_Problem to solve_
Could you output the entries that follow exactly, omitting any pictures they contain?

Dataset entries

+++++

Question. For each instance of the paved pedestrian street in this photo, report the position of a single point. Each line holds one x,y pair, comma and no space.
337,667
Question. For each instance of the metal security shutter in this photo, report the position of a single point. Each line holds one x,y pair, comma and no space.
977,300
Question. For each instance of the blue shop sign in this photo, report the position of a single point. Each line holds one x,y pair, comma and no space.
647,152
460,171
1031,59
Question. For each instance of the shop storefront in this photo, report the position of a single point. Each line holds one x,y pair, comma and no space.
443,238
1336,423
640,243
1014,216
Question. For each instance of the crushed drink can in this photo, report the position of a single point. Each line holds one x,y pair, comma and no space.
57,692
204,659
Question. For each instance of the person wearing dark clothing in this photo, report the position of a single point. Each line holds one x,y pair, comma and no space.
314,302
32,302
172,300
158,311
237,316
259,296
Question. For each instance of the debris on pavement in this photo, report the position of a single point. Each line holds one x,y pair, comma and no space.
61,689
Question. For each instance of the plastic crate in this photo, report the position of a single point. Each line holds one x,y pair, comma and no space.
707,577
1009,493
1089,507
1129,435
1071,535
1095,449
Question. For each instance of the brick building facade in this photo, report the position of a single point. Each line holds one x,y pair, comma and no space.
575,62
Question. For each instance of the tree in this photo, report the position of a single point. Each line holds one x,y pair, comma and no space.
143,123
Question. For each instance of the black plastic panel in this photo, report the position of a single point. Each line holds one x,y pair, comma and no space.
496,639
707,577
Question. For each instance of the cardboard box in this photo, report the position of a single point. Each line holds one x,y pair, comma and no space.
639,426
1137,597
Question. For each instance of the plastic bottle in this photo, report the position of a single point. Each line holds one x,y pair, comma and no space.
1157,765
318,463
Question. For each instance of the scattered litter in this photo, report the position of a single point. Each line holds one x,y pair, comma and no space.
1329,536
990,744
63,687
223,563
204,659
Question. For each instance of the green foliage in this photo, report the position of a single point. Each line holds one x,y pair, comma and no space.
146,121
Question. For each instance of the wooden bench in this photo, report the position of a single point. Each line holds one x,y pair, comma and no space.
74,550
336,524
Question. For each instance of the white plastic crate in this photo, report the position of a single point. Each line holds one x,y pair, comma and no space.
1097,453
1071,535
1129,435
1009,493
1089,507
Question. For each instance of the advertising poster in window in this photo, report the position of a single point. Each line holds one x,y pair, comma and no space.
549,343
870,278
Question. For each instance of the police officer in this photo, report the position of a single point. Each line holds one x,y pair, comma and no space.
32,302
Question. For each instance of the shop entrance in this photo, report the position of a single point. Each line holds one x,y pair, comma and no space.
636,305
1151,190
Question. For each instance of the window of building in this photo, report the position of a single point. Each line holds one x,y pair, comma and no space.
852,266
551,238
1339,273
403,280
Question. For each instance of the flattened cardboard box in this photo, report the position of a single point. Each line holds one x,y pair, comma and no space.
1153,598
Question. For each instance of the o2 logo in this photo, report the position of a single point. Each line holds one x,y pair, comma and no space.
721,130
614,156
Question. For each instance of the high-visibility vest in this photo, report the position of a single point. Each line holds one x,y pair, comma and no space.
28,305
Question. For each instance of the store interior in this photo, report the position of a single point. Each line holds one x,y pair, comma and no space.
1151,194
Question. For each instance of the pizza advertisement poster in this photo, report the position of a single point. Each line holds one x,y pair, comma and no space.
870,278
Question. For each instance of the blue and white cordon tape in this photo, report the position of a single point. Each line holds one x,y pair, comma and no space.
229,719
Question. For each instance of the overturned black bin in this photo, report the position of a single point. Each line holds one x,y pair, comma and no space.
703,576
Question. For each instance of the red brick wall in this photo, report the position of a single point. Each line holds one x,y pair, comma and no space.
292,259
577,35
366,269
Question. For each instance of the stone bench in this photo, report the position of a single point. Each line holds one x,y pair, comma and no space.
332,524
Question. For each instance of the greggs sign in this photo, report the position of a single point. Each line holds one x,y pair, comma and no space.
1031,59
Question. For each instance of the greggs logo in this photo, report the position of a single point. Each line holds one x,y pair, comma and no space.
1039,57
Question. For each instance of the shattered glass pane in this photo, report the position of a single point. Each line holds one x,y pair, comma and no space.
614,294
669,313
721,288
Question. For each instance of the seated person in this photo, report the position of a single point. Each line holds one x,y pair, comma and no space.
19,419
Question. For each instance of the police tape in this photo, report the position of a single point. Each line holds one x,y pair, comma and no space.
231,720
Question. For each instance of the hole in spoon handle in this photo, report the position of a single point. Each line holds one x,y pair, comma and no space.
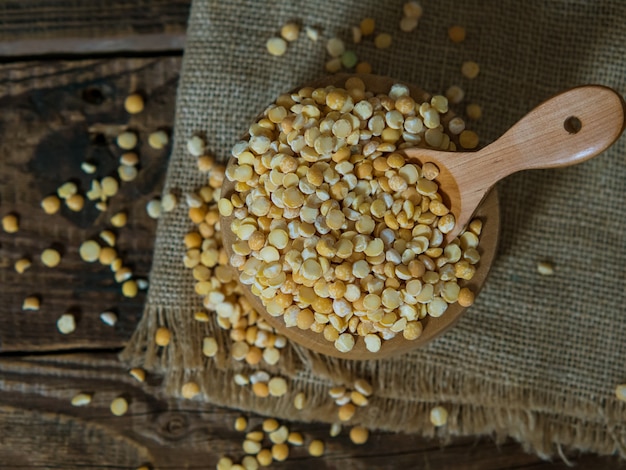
568,128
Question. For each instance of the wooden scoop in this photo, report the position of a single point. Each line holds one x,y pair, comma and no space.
569,128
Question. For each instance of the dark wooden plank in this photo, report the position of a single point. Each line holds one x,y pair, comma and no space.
41,429
39,27
55,116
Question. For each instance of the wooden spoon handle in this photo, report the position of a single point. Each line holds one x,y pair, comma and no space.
569,128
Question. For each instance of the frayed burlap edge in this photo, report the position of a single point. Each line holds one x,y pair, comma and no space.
475,406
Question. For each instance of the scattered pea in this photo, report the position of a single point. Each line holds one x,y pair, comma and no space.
119,406
412,9
127,140
133,104
67,189
367,25
276,46
468,139
50,257
66,324
190,390
153,208
335,47
299,401
359,435
129,159
408,24
138,374
108,318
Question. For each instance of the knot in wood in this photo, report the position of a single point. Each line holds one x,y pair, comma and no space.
173,425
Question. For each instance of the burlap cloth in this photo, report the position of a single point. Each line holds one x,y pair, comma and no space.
536,358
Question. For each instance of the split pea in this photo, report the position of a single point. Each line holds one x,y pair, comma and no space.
50,257
162,336
133,104
66,324
22,265
456,33
119,406
158,140
470,69
10,223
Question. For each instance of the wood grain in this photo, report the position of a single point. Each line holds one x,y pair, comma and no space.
40,27
55,116
41,429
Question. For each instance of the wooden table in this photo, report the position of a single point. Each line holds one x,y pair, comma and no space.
61,96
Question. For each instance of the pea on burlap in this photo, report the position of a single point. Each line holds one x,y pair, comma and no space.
537,357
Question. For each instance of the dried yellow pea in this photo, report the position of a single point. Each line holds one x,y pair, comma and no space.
10,223
134,104
119,406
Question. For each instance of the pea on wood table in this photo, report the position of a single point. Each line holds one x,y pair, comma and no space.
67,68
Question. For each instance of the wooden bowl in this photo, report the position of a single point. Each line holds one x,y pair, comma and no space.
488,213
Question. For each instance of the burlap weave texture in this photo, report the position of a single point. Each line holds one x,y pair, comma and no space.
536,358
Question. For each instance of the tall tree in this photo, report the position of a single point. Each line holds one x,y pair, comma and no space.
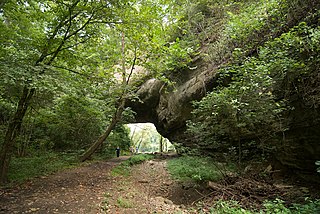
36,42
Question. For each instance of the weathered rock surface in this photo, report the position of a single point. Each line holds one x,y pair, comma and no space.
169,108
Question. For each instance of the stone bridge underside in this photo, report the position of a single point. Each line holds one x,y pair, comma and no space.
169,107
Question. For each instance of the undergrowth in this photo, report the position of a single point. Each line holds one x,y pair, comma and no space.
269,207
24,168
123,169
197,169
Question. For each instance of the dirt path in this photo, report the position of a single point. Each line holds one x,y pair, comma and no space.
92,189
78,190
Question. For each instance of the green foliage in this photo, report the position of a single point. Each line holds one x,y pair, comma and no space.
74,123
123,169
125,203
22,169
228,207
269,207
197,169
251,106
318,164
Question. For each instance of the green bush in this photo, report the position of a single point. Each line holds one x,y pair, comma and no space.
195,168
269,207
123,169
24,168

+++++

_Response box_
Question. For each instance of the paved pedestrian street in this photo, report the position of a single point. Each line holds one x,y pair, comma and no space.
337,667
Question. For each instance of the metal security shutter in this photo, report the position of a single point. Each line holds one x,y pair, comma and no space.
977,300
Question. For each instance of the blue shop sign in this photo, report the position of a single point. Each line holds one x,y pair, comma and no space.
647,152
460,171
1031,59
Question. For each instance of the shop storefront in this photo, report the position of a single point. Each line holds one x,y pair, comma and no space.
443,238
1336,423
640,243
1014,216
Question. For each instance of the crushed drink can in this photo, report the position of a single point. Each line holds one x,y pair, comma and no space.
57,692
204,659
Question. For each instance of the person wearing dark clothing in this photo, report the position of a single point. Each line holds one x,y pair, comma and no space.
314,302
32,302
172,300
158,311
237,316
259,296
Question. For each instance of the debris on pavement in this photo, report the position of a single point. Each line holds one x,y pair, comma and no space.
61,689
Question. For each instance of the plastic crate in this photo, report the position of a single point. Each line holds one x,y pair, comma and no space.
707,577
1009,493
1089,507
1129,435
1071,535
1095,449
Question. For each instance of the brick building facade in this photo, report the position of a single point. Each line holds one x,y pair, comma and no space.
575,62
Question. For each instance of the tree in this photo, report the position of a single point. Each line holds one x,y pair, comma and no space.
143,123
Question. For each instance of the black plastic panel in this photo, report the position of a single point. Each line holds one x,y pair, comma and no space.
496,639
707,577
Question. For each instance of the cardboard box in this photo, report the position of a single point. Each line holds one x,y pair, comma and no space.
639,426
1137,597
Question. For each instance of the plastic bottle in this photo, report the position of a single point. Each line holds one x,y pair, comma and no space.
1157,765
318,463
Question. For each instance of the scattered litter in this photo, report the position of a single point. Each line holds one x,y pair, comma and no space.
1329,536
990,744
63,687
223,563
204,659
Question. For each instance of the green foliage in this photo, report the position of a single point. Each line holds one x,y pair, comma and no space.
146,121
Question. For each instance of the wooden bench in this photo, report the position of a single point. Each line holds one x,y pair, comma and no space.
74,550
336,524
Question. For each instance of the white plastic crate in this photo, report the position of a single point. Each line holds one x,y pair, comma and no space.
1097,453
1071,535
1129,435
1009,493
1089,507
Question. For each instance of the advertising poster in window in this photo, report the position of a single point. Each line holds one x,y pair, comma and no space.
549,343
870,278
Question. For each instance of the police officer in this photo, report the position of a single point. Each line holds one x,y pair, comma and no space.
32,302
Question. For each instance of the shop entrance in this photo, report the position of a single point. Each line holds one x,y pair, comma and no space.
636,305
1151,190
Question. For each instance of the window of building in this photo, report the position of a single point. Each line holds one x,y pair, comma and no space.
852,266
551,238
1339,273
403,280
Question. For each instance of the flattened cardboard box in this photo, report the position of a single point. Each line holds one x,y pair, comma and no space.
1153,598
Question. For each instance of the o2 logo in this photo, report the position of a single point. Each line holds one x,y pair, comma and no space.
721,130
614,156
Question. For each instance of the high-visibility vest in this photo, report the position of a single point. Each line holds one x,y pair, comma and no space.
28,305
Question. For each instance of the store interior in this photo, report the position of a single point. Each line holds one x,y pair, comma and no space.
1151,194
Question. For each instance of the pizza advertisement poster in this photo, report the position of a single point. Each line holds one x,y pair, comma and no space.
870,278
Question. For each instance of the blue and white cordon tape in this photo, report the position of a single point. Each line holds one x,y pair, comma and no space.
229,719
Question. For each instance of the overturned black bin in this photo, report the position of a single point. Each line holds one x,y pair, comma and no space.
703,576
Question. For each instance of the red brick wall in this photo, report the position of a single point. Each line holds one x,y pair, comma and no space.
292,259
577,35
366,269
Question. For each instance of the stone bench in this photo, report the position of a single point. Each line holds one x,y pair, comma and no space.
332,524
Question. For each instance of the greggs sign in this photo, report the position of a single point. Each line holds one x,y pair, comma and no space.
1031,59
Question. For each instance of the greggs logo in this photo, report the position of a single point. Each line holds one x,y pair, comma and no space.
1039,57
Question. For each instance of the shattered glass pane in this photo, report the position of a single point. Each line holds one x,y pair, comma and no space.
614,294
669,313
721,288
Question. For each instance of the seated person in this photo, report the position of a single point. Each line holds one x,y pair, comma and no space.
19,419
Question. For each instance of the police tape in this photo, report the position of a single point. Each line holds one x,y pair, comma and no space.
231,720
Question. For each instance of the hole in spoon handle in this photo, report the position of a single point. Each line holds one x,y pair, comma and no space.
568,128
Question. For each instance of the wooden scoop in this photo, report the position of a single point. Each line holds one x,y pair, comma and no space.
569,128
Question. For each instance of the dark wooden plank in this photo, report the position of a single point. Each line holds one x,y pair, comma and no space.
41,429
39,27
55,116
Question. For each instance of the wooden spoon handle in this photo, report the position of a single point. Each line holds one x,y pair, comma and no space.
569,128
Question. For each instance of the frayed burlap edge in this photo, report the position of a single point. Each line holds one x,y pair, comma and no space.
475,406
Question. For each instance of the scattered pea in this photo, report the position of a single point. Each line holds one x,y pair, comma and no space.
119,406
412,9
127,140
133,104
67,189
367,25
276,46
468,139
50,257
66,324
190,390
153,208
335,47
299,401
359,435
129,159
408,24
138,374
108,318
Question. For each instance of the knot in wood in this photo, report the position of a single point. Each line holds one x,y pair, comma and no space.
173,425
Question. For each instance of the burlap cloth in this photo, report the position of a single point. Each line holds one x,y pair, comma and no space.
536,358
Question. For each instance of the split pea in this photo, report the position of a single point. Each line holds one x,y pair, comma and no space.
50,257
162,336
133,104
66,324
22,265
456,33
119,406
158,140
470,69
10,223
Question. For each instance of the wood grain in this photo, report the position of a single point. Each line holds one x,y pair, comma and no space.
40,27
55,116
41,429
Question. For each instance of the wooden table in this photo, report the position of a single point. Each line holds one x,y pair, comma and no space.
61,96
Question. For each instance of the pea on burlap in this photo, report the position of a single point. Each line holds one x,y pair, comma and no space.
537,357
Question. For each instance of the dried yellow pea in this photo, report the position of a single point. Each line holds one x,y pair, comma and no space.
10,223
134,104
119,406
Question. For each instance of the pea on wood table in this photo, report the position of a single point. Each line holds one x,y pair, comma and no space.
67,68
Question. For each instance of the wooden bowl in this photo, report the position of a single point. Each line holds one x,y pair, comma and no space.
488,213
Question. For each instance of the burlap weave texture in this photo, report the position of a single point. Each line holds one x,y pair, comma and no space.
536,358
Question. For each instance of the tall tree in this photo, report the position of a single point. Each line holds one x,y pair, comma and no space.
36,42
Question. For each instance of the weathered rock surface in this photo, report the position of a single point. Each line holds one x,y pair, comma and no space.
169,108
Question. For each instance of the stone bridge underside in this photo, report the position of a single point. Each line holds one x,y pair, comma and no space.
169,107
Question. For each instance of the undergrowth in this photo, report the position of a single point. Each line holds one x,y pair, comma and no space.
269,207
24,168
123,169
197,169
Question. For each instance of the dirt path in this photo, report the position of a single point. Each line holds one x,y pair, comma and no space.
92,189
78,190
Question. For each instance of the green foliage in this photo, report the position of a single point. Each line holds one x,y pair, comma and no space.
74,123
123,169
125,203
22,169
228,207
269,207
197,169
251,106
318,164
Question. For each instance of the green bush in this photo, report the position of a single point. Each line holds one x,y pair, comma and no space.
195,168
269,207
123,169
24,168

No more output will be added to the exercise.